Tasks and exercises:
1) From the piece on net energy analysis, reproduce the text between "Net energy analysis provides" and "say Stanford researchers.", inclusive.
2) According to the net energy article, what does net energy analysis compare?
3) Summarize the net energy article in two sentences.

Policymakers should conduct "net energy analyses" when evaluating the long-term sustainability of energy technologies, according to new Stanford University research.
Net energy analysis provides a quantitative way to compare the amount of energy a technology produces over its lifetime with the energy required to build and maintain it. The technique can complement conventional energy planning, which often focuses on minimizing the financial cost of energy production, say Stanford researchers.
"The clearest answer to 'why is net energy important?' is that net energy, not money, fuels society," wrote lead author Michael Carbajales-Dale, a research associate in Stanford's Department of Energy Resources Engineering, in the July 2014 issue of Nature Climate Change. "Net energy analysis can identify potential costs and barriers to technology development that a traditional financial analysis might not."
The report was co-authored by Adam Brandt, an assistant professor in energy resources engineering; Sally Benson a professor in the same department and director of Stanford's Global Climate and Energy Project (GCEP); and Charles Barnhart a postdoctoral scholar at GCEP.

Stored data:
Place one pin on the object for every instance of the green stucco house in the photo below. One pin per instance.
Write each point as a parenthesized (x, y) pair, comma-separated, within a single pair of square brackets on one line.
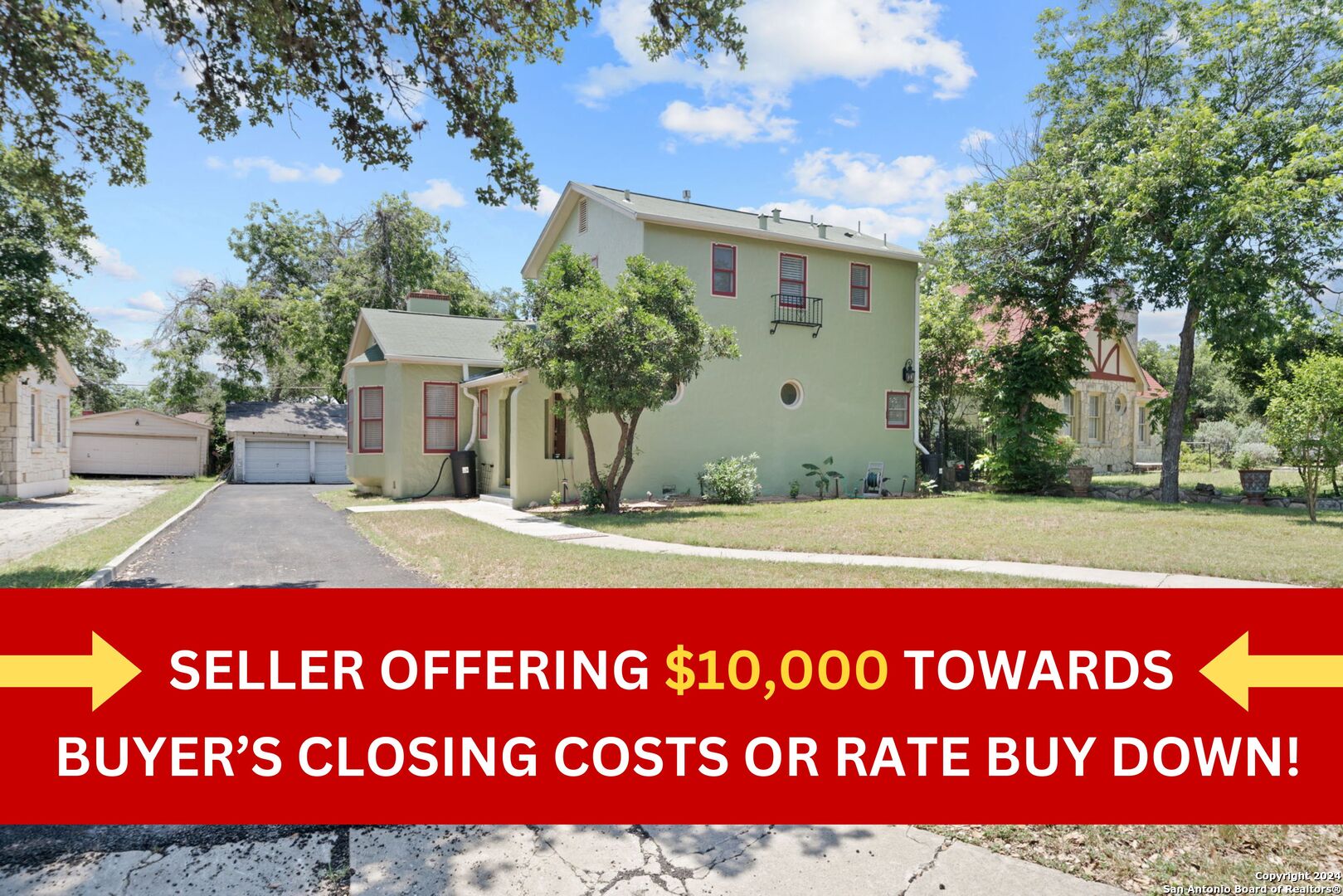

Solutions:
1)
Net energy analysis provides a quantitative way to compare the amount of energy a technology produces over its lifetime with the energy required to build and maintain it. The technique can complement conventional energy planning, which often focuses on minimizing the financial cost of energy production, say Stanford researchers.

2) It compares the amount of energy a technology produces over its lifetime with the energy required to build and maintain it.

3) Stanford researchers say policymakers should use net energy analysis, which compares the energy a technology produces over its lifetime with the energy needed to build and maintain it, when judging the long-term sustainability of energy technologies. The lead author argues that net energy, not money, fuels society, and that this analysis can reveal costs and barriers to technology development that a traditional financial analysis might miss.